* Study questions *
(1) Which crops or foods does the passage on ultra-processed food say receive government subsidies, directly or indirectly?
(2) Can you pick up the passage on ultra-processed food and the poor after its final sentence and carry it forward?

Passage section start

Forcing ultra-processed food through seems like war on the poor.
It's more indifference than malice. And the effect of regulating UPFs on the poor is going to be complex, with no outcomes that are both happy and easy to achieve.
What we're talking about is the product of technology that allows businesses to take cheap (and indeed federally subsidized) ingredients and transform them into ultra-palatable, shelf stable edible products on an *industrial scale*. This makes them really, really inexpensive and available to people who live in areas with low availability of fresh food.
If you calculated food inflation simply based on the foods that mainstream medicine and nutrition want you to eat, it'd be a lot worse. A diet of fresh, whole, minimally processed foods is expensive -- especially vegetables and fruits which are federally classed as "specialty crops" and don't receive significant government subsidies like corn or soy. Even meat is indirectly subsidized; it comes from animals mostly grown on subsidized crops. A recent study out of Oxford concluded that vegetarian diets are more affordable than omnivore diets, but to arrive at this conclusion the study included the impact of diet on medical costs. This kind of long term orientation is something you can't expect of someone who has to buy his food in a dollar store with very little money in his pocket.

Passage section end
Stored data section start

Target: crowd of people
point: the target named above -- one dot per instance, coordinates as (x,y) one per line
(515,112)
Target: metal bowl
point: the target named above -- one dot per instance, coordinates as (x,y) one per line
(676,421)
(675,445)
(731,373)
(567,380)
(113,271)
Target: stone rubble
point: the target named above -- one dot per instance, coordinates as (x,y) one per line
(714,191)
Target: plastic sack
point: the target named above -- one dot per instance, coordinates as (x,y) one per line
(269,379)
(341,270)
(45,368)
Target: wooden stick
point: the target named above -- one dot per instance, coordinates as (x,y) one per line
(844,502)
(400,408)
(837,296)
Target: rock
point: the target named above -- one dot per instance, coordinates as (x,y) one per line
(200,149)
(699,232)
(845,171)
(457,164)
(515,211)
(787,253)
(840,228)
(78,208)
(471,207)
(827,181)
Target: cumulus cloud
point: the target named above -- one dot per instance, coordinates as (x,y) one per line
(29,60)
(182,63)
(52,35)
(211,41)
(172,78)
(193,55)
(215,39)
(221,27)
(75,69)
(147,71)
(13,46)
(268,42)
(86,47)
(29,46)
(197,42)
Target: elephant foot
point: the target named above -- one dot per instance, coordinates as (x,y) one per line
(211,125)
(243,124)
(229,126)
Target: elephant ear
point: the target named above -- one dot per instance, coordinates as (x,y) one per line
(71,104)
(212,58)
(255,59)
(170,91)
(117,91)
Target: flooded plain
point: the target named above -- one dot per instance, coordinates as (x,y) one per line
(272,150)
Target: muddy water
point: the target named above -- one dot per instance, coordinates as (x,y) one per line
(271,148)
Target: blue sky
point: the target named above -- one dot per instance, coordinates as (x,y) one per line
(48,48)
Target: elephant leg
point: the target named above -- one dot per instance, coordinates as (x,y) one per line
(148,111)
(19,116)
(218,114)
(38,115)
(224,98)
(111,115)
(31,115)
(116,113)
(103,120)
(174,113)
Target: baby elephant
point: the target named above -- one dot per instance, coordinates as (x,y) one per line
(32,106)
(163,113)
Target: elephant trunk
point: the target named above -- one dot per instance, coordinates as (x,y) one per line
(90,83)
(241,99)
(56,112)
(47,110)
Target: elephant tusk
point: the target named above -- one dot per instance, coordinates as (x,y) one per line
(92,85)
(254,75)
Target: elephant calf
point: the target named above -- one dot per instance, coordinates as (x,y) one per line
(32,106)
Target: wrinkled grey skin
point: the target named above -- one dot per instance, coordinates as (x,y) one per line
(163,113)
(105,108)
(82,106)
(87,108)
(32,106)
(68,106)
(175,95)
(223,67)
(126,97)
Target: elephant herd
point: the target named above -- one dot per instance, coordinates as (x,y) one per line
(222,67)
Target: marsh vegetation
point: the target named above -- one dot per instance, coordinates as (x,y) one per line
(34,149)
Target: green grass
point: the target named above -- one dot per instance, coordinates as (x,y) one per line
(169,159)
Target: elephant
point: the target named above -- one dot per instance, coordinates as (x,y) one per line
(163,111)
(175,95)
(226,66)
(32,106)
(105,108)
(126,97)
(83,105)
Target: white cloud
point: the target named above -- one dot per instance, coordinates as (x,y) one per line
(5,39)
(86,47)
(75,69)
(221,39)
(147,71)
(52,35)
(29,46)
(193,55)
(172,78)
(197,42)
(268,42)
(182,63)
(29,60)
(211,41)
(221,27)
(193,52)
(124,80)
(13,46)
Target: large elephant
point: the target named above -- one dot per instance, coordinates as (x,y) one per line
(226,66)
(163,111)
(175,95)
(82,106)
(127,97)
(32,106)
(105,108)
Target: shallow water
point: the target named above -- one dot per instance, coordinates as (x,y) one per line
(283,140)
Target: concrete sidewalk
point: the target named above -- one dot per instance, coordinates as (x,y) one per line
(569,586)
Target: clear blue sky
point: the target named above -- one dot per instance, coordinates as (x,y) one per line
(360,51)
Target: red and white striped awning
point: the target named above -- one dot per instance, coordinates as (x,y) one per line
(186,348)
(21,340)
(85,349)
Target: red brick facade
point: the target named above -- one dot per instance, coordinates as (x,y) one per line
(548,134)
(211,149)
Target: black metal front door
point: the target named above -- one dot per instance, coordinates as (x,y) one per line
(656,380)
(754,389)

Stored data section end

* Responses per task *
(1)
- Corn
- Soy
- Meat (indirectly, because it comes from animals mostly grown on subsidized crops)

(2)
The problem with visionary public policies is the unintended consequences. In this case in the name of improving everyone's health, some people are going to pay for that worthy goal by going hungry. To ban UPFs without providing for replacements that will be available to those people is just as indifferent to their welfare as leaving them to have to subsist on that junk. We'd need a moon shot scale program to make high quality real food available to people who are dependent upon UPFs to make ends meet. That's not a bad idea, but it won't happen in the US.
Since an outright ban on UPFs without such a program would likely be catastrophic, what we need now is a lot more research into exactly what it is about UPFs that is problematic. At present the science is convincing, but highly imprecise, starting with the definition of UPFs itself. Take emulsifiers, one of the most common class of UPF ingredients and important making industrial edible products ultrapalatable. They all pass FDA tests for being acutely toxic and carcinogenic of course, but it's beginning to look like many of the common ones, like maltodextrin, carboxymethylcellulose and polysorbate 80, may be harmful to the gut microbiome health, which is believed to be a key factor driving increasing rates of obesity and diabetes. Others, like lecithins and diglycerides don't seem to be harmful, so if the science pans out it would make sense to ban *some* emulsifiers but not *all* of them.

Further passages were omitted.